Rewrite all of the lines below, changing "Quickstart" to "Getting Started" everywhere and keeping everything else as it is. Leave the pictures out of your answer.

_RECORDS SUPPLIED:_
/---

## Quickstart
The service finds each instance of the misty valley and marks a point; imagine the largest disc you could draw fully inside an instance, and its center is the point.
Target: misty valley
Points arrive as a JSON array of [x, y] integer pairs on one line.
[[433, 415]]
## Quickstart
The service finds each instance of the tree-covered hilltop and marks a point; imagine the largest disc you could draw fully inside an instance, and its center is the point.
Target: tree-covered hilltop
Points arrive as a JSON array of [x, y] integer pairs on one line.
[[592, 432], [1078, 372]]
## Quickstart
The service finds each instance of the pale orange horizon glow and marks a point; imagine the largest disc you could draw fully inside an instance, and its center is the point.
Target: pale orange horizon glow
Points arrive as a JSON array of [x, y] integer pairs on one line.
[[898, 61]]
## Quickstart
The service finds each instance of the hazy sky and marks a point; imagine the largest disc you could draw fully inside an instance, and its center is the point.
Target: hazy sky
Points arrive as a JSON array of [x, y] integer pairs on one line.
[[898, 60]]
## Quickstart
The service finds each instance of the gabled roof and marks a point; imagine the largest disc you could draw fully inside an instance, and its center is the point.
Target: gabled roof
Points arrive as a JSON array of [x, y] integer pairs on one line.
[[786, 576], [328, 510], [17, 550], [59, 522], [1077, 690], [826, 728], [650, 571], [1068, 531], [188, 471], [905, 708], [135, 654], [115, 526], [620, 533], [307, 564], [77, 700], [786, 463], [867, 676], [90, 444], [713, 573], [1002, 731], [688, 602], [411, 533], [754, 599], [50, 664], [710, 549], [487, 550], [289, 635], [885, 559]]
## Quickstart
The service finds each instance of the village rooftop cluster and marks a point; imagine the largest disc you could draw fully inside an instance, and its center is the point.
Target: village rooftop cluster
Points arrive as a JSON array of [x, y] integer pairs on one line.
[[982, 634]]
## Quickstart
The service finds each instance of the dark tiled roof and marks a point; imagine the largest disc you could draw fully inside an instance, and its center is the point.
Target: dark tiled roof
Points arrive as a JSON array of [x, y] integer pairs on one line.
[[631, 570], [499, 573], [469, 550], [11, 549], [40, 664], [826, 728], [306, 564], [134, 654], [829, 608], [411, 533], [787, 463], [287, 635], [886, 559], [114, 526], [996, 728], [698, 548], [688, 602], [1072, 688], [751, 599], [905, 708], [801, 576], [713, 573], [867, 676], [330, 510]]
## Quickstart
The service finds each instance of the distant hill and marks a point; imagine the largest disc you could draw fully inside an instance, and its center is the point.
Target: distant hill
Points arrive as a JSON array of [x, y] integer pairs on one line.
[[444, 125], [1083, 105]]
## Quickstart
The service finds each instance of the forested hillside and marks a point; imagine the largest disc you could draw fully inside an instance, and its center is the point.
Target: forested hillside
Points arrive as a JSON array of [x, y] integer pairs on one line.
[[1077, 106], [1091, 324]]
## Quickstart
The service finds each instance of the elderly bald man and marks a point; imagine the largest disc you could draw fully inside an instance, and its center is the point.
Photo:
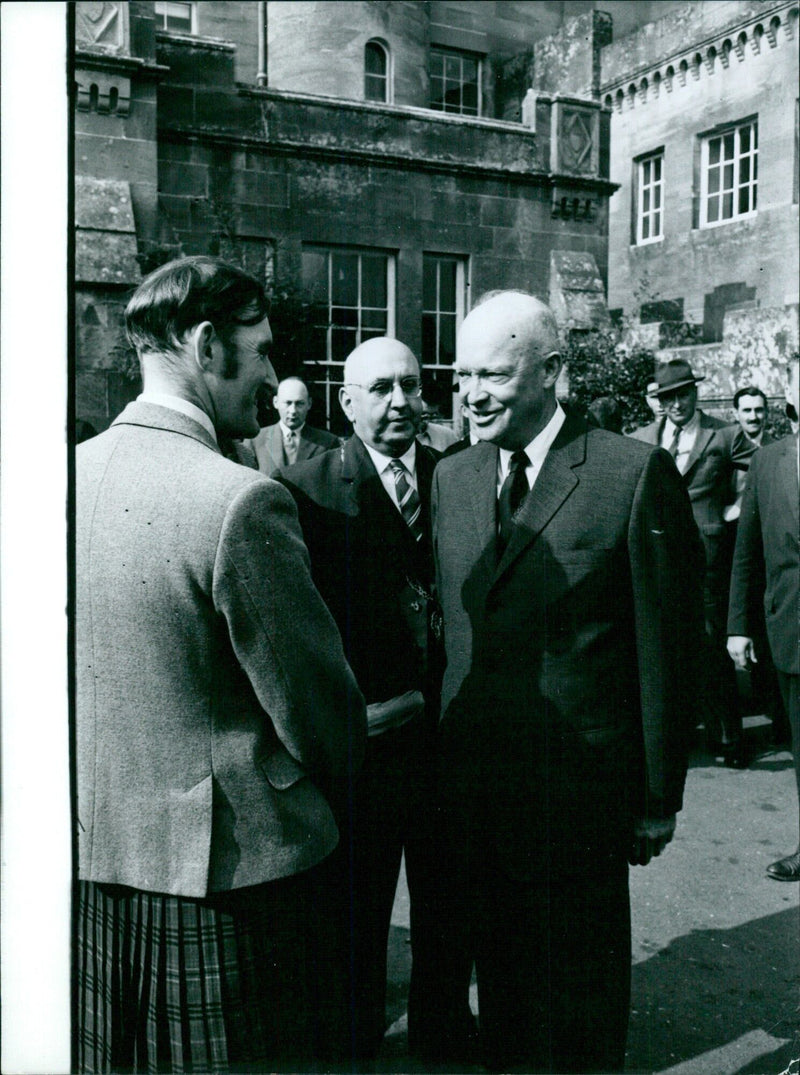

\---

_RESPONSE:_
## Getting Started
The service finds each instance of the misty valley and marks a point; imagine the largest disc you could draw fully inside an instance, and its center is the point.
Target: misty valley
Points arrive as a JSON array of [x, y] integer pairs on one line.
[[433, 415]]
## Getting Started
The service finds each instance of the tree-covered hilltop and marks a point; imagine the largest disc you could draw fully inside an instance, and its center is the point.
Target: tree-covered hilltop
Points arrive as a JSON array of [x, y] integer pairs on one line.
[[592, 432], [1078, 372]]
## Getting Started
The service finds each instance of the pale orange horizon glow and marks a point; imagine the largest disc you could draw fully inside an instance, and its center is the point.
Target: pale orange horizon glow
Points arrive as a JSON array of [x, y] integer pairs on one line.
[[898, 61]]
## Getting Started
The service finds each instance of the hazy sky and marks a point; imagine the largest disc you could draw fully inside an instance, and its center is the point.
Target: hazy sky
Points arrive as a JSON array of [x, y] integer pairs on one line.
[[898, 60]]
## Getting Started
The service finds each instance of the gabled roof and marks a point; imagine the largest disc you could draw fully inside an instance, and its center is the point.
Target: gabled roof
Points arrive as a JSON array of [x, y] integer pairs on one line.
[[786, 576], [328, 510], [17, 550], [59, 522], [1077, 690], [826, 728], [650, 571], [1068, 531], [188, 471], [905, 708], [135, 654], [115, 526], [620, 533], [307, 564], [77, 700], [786, 463], [867, 676], [90, 444], [713, 573], [1002, 731], [688, 602], [411, 533], [754, 599], [50, 664], [710, 549], [487, 550], [289, 635], [885, 559]]
## Getting Started
The service finds each instance of the village rooftop cluster and marks a point; imagine the largest disc you could draw fully inside an instance, and its center is the point.
Target: village rooftop cluster
Points arrive as a JSON array of [x, y] integer pairs on one line.
[[982, 634]]
## Getting Started
The service finds each instance of the dark tiled roof and marks a point; imagine the largest disc you could draw fully inside an instance, and its center is the point.
Target: dark tiled roof
Points arrive as a JSON array of [x, y] integer pairs on one line.
[[631, 570], [499, 573], [469, 550], [11, 549], [40, 664], [826, 728], [306, 564], [134, 654], [829, 608], [411, 533], [787, 463], [287, 635], [886, 559], [114, 526], [996, 728], [698, 548], [688, 602], [1072, 688], [751, 599], [905, 708], [801, 576], [713, 573], [867, 676], [330, 510]]
## Getting Started
The service finds each instance of the distant hill and marks a point; imagine the largest disc you could draw fully inside an instance, and its center is the point.
Target: distant hill
Points arrive as a JSON array of [x, y] integer pairs on one line.
[[444, 125], [1083, 105]]
## Getting Started
The service finds each instance of the forested hillside and marks a point; imagine the largest disc you could draw fully inside an instance, and its center is the point.
Target: forested hillside
Points arrive as a JSON array of [x, y] integer pairs on one line.
[[1077, 106], [1091, 324]]
## Getting Started
The service finds each instance of the elderly bald man and marks a point; imagine the largest disc you could draw fully inside an instance, and its center is the point.
Photo:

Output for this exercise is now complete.